Your instructions: Convert every line of the records into a Markdown table with the columns Row and Line, numbering each row and leaving out blank lines.

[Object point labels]

===============

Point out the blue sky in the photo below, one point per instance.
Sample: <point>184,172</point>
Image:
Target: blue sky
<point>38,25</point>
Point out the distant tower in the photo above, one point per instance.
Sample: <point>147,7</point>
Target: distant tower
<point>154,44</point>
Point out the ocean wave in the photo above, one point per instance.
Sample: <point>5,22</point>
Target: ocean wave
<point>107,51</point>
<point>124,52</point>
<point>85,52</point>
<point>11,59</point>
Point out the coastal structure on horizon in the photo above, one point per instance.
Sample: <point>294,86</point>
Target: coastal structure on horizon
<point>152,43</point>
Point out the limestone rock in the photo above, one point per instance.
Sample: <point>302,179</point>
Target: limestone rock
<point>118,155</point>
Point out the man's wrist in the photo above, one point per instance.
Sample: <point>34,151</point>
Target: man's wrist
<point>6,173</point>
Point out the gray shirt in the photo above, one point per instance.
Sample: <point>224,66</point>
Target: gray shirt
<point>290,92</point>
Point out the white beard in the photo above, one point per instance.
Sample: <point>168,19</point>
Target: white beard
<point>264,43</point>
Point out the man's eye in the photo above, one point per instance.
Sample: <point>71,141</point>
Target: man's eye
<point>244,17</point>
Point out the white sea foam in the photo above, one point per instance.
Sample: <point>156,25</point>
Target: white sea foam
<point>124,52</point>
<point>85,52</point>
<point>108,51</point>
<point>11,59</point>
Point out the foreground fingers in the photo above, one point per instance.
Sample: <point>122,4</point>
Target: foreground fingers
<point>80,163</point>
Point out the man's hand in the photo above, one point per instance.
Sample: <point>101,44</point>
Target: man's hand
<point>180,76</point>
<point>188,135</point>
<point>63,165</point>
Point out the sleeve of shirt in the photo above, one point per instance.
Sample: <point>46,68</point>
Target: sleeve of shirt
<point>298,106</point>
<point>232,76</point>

===============

Exercise output:
| Row | Line |
|---|---|
| 1 | Point out the blue sky in the photo below, one point per instance. |
| 2 | Sample: <point>184,172</point> |
| 3 | Image: |
| 4 | Target: blue sky |
| 5 | <point>38,25</point> |
| 6 | Point out the distant tower in the photo above, one point per instance. |
| 7 | Sample: <point>147,7</point> |
| 8 | Target: distant tower |
| 9 | <point>154,44</point> |
| 10 | Point out the ocean wave in the photo above, one point per instance. |
| 11 | Sample: <point>5,22</point> |
| 12 | Target: ocean wave |
| 13 | <point>107,51</point> |
| 14 | <point>124,52</point> |
| 15 | <point>85,52</point> |
| 16 | <point>11,59</point> |
| 17 | Point out the coastal structure on horizon in the photo above, one point per instance. |
| 18 | Sample: <point>294,86</point> |
| 19 | Target: coastal structure on horizon |
| 20 | <point>152,43</point> |
| 21 | Point out the limestone rock in the photo above, one point per instance. |
| 22 | Sample: <point>302,179</point> |
| 23 | Target: limestone rock |
| 24 | <point>118,155</point> |
| 25 | Point out the man's wrist in the photo above, one point per instance. |
| 26 | Sample: <point>34,151</point> |
| 27 | Target: man's wrist |
| 28 | <point>6,173</point> |
| 29 | Point out the gray shirt in the photo above, one point per instance. |
| 30 | Sample: <point>224,66</point> |
| 31 | Target: gray shirt |
| 32 | <point>290,92</point> |
| 33 | Point out the white beard in the photo above, one point per instance. |
| 34 | Sample: <point>168,19</point> |
| 35 | Target: white beard |
| 36 | <point>264,43</point> |
| 37 | Point out the man's eye in the photo above, one point per instance. |
| 38 | Sample: <point>71,141</point> |
| 39 | Target: man's eye |
| 40 | <point>244,17</point> |
| 41 | Point out the white sea foam in the photo above, one point per instance. |
| 42 | Sample: <point>156,25</point> |
| 43 | Target: white sea foam |
| 44 | <point>124,52</point> |
| 45 | <point>85,52</point> |
| 46 | <point>108,51</point> |
| 47 | <point>11,59</point> |
| 48 | Point out the foreground fingers in the photo above, one point per instance. |
| 49 | Sample: <point>122,4</point> |
| 50 | Target: foreground fingers |
| 51 | <point>80,163</point> |
| 52 | Point out the man's hand in the photo above, one point per instance. |
| 53 | Sample: <point>101,44</point> |
| 54 | Target: man's hand |
| 55 | <point>180,76</point> |
| 56 | <point>188,135</point> |
| 57 | <point>63,165</point> |
| 58 | Point out the sleeve of shirt in the photo above, one point per instance. |
| 59 | Sample: <point>46,68</point> |
| 60 | Target: sleeve of shirt |
| 61 | <point>298,106</point> |
| 62 | <point>232,76</point> |